Retype the part of the data loader lesson that begins at the words "You're working as" and stops after "activity for analysis.", keeping every word and mark unchanged.

== Page excerpt ==

-------

4.11 Practical exercise

Lesson

4.11 Practical exercise

Scenario

You're working as a data engineer for NYC's Performance Analytics team. Your task is to build a daily data pipeline that ingests NYC 311 service request data. You need to create a data loader block that fetches yesterday's complete dataset of service requests to ensure you capture all daily activity for analysis.

Exercise Requirements

Create a data loader block that will:

  • Input: NYC Open Data API (Socrata)

  • Output: Raw DataFrame with all NYC 311 service request data

  • Date Range: Previous day from 12:00:01 AM to 11:59:59 PM

  • Goal: Fetch all available columns for complete daily batch processing

Step-by-Step Implementation

Step 1: Add Data Loader Block

  1. In your Mage pipeline, click the "Blocks" button

  2. Hover over "Data loader" and select "API"

  3. Name the block: load_daily_nyc_311_data

  4. Click "Save and add"

-------

== Dataset excerpt ==
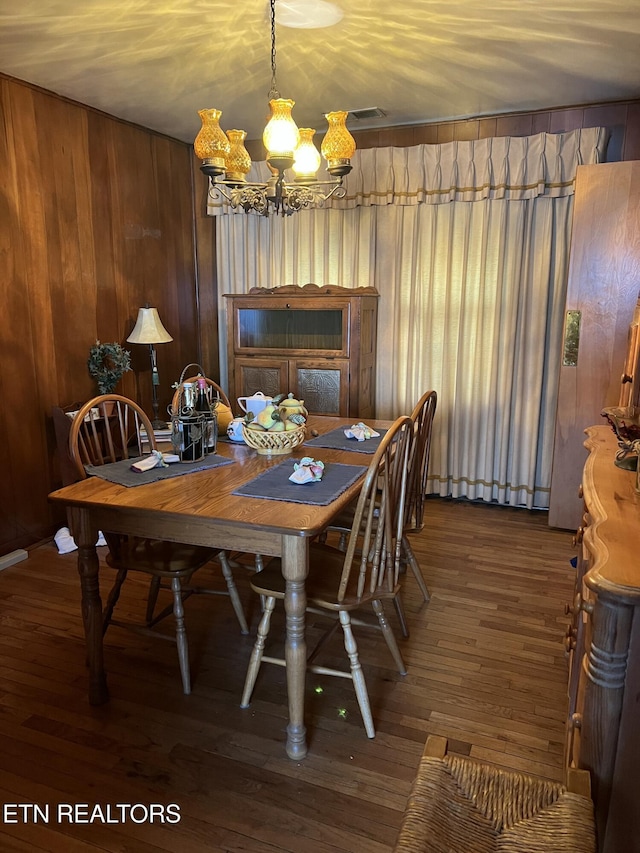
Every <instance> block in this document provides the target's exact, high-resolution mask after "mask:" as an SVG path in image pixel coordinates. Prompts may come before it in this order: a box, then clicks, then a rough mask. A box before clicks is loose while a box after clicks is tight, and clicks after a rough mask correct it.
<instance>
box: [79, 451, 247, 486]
mask: <svg viewBox="0 0 640 853" xmlns="http://www.w3.org/2000/svg"><path fill="white" fill-rule="evenodd" d="M145 458H146V457H144V456H139V457H136V458H135V459H123V460H122V461H121V462H110V463H109V464H108V465H85V466H84V468H85V471H86V472H87V474H89V476H92V477H100V478H102V479H103V480H108V481H109V482H110V483H117V484H118V485H119V486H127V488H129V487H131V486H144V485H145V484H146V483H156V482H157V481H158V480H170V479H171V478H172V477H181V476H182V475H183V474H192V473H193V472H194V471H208V470H209V469H210V468H218V467H219V466H220V465H231V464H232V463H233V459H226V458H225V457H224V456H218V455H217V453H213V454H211V455H209V456H205V457H204V459H201V460H200V462H172V463H171V465H169V467H168V468H151V469H150V470H149V471H132V470H131V466H132V465H133V463H134V462H137V461H138V459H145Z"/></svg>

-------

== Solution to this task ==
You're working as a data engineer for NYC's Performance Analytics team. Your task is to build a daily data pipeline that ingests NYC 311 service request data. You need to create a data loader block that fetches yesterday's complete dataset of service requests to ensure you capture all daily activity for analysis.